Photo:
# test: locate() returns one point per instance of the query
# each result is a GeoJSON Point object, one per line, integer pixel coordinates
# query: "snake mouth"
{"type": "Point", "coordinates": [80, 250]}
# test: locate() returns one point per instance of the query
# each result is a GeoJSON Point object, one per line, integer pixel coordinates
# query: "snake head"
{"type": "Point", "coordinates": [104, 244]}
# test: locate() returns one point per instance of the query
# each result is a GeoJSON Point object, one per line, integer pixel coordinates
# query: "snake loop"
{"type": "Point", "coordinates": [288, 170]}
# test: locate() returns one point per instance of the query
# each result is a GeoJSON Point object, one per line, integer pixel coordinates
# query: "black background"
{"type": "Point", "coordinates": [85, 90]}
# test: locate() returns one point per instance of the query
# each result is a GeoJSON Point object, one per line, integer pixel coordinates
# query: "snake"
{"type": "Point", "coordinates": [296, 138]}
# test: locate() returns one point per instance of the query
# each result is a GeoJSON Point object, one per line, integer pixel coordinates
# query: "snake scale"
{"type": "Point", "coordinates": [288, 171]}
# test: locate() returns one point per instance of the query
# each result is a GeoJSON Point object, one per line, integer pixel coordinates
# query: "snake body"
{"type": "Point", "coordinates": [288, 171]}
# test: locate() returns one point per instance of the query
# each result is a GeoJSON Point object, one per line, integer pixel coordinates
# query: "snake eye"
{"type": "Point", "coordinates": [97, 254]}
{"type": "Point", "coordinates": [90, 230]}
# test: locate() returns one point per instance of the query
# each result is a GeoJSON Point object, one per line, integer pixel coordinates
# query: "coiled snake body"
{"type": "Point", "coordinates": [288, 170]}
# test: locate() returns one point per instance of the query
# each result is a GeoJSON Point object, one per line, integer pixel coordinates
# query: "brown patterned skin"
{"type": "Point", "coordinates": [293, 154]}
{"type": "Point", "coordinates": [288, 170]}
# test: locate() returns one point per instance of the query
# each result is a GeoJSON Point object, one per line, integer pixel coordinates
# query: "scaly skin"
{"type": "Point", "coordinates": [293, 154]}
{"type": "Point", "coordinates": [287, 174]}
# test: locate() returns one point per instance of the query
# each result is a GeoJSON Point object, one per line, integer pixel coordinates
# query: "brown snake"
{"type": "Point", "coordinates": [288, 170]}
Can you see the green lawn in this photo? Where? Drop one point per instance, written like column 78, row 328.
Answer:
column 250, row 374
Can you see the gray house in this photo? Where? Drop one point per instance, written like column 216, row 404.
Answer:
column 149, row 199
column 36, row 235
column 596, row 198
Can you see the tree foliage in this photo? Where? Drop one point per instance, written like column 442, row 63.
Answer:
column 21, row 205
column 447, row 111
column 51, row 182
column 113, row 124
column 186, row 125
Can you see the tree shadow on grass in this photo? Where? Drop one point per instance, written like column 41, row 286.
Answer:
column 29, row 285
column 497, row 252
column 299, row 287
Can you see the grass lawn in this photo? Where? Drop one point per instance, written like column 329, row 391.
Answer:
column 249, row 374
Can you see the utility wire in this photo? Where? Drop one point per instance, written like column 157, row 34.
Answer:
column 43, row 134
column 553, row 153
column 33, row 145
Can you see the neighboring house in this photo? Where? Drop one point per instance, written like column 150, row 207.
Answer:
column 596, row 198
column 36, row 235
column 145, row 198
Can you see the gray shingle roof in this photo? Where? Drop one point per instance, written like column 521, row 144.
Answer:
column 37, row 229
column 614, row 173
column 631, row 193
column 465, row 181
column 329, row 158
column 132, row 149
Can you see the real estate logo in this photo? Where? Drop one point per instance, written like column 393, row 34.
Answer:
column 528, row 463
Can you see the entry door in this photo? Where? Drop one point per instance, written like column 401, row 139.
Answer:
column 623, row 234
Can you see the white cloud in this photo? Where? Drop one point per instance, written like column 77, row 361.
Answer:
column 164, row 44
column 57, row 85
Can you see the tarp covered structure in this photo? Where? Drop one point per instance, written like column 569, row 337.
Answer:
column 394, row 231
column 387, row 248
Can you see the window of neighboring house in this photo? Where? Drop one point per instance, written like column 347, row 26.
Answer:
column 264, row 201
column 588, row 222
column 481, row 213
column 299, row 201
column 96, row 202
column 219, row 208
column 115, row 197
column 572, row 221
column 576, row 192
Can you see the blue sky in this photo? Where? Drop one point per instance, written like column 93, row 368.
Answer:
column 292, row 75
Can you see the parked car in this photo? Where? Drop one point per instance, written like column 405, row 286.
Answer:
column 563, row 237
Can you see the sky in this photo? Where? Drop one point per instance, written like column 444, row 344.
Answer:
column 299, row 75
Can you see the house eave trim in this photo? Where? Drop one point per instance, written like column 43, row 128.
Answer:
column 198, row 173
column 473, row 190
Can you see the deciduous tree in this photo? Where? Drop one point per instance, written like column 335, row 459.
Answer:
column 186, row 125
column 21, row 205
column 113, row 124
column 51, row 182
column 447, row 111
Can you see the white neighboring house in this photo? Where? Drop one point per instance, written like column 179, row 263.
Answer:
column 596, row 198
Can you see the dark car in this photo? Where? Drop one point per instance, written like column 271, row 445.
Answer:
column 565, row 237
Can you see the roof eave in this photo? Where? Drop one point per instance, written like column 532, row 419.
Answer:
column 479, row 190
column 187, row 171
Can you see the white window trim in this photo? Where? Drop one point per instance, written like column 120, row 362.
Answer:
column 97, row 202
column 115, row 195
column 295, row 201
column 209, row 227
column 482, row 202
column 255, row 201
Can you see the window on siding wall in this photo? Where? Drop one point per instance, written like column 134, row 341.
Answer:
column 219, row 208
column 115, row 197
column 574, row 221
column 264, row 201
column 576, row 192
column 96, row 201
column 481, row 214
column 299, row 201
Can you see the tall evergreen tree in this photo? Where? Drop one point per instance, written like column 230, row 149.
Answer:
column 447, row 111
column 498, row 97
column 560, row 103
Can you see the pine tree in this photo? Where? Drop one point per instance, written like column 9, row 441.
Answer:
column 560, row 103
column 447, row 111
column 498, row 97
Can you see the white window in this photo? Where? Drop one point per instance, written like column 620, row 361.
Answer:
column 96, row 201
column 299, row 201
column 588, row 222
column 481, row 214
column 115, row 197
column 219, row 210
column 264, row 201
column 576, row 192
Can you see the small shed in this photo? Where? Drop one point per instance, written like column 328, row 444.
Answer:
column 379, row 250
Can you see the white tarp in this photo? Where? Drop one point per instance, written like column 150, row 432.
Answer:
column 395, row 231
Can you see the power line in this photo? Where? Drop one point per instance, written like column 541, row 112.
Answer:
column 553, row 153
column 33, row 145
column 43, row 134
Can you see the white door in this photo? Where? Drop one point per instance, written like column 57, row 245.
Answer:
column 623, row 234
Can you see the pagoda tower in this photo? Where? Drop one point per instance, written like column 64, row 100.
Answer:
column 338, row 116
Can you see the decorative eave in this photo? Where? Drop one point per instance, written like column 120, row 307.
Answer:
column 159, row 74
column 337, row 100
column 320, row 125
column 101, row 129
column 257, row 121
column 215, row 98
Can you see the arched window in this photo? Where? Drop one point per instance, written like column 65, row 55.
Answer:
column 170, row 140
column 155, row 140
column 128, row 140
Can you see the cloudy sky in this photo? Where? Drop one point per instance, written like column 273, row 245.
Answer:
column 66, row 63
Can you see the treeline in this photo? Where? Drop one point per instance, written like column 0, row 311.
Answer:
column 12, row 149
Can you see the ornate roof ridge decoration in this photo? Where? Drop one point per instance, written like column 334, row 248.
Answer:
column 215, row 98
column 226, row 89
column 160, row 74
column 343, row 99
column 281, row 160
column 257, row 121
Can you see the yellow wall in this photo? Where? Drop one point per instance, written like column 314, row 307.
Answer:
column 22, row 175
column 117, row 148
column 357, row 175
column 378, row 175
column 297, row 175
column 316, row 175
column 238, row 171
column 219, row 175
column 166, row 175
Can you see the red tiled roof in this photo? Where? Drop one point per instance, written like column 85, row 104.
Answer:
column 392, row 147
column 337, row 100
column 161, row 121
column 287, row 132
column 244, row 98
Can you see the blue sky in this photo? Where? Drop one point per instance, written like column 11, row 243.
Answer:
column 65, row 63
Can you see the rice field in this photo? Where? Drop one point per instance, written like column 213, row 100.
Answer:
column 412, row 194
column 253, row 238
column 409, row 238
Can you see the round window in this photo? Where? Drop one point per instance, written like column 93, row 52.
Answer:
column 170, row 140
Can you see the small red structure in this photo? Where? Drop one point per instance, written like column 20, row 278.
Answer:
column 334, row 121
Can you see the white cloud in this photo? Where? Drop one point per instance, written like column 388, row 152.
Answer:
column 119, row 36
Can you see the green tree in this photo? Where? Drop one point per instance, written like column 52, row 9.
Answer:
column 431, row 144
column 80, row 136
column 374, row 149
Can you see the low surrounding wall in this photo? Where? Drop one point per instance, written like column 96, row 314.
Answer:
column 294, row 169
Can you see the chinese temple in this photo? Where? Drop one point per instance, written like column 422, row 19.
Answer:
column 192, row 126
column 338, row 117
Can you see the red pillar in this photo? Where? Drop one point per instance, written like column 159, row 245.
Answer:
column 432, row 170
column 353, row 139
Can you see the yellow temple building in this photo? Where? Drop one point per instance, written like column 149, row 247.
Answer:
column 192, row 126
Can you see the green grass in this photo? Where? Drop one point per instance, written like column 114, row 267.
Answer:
++++++++++
**ABOUT THIS TASK**.
If a line in the entries above holds "blue", include it in the count; report nothing but the resulting number.

**SOLUTION TO THE PROBLEM**.
2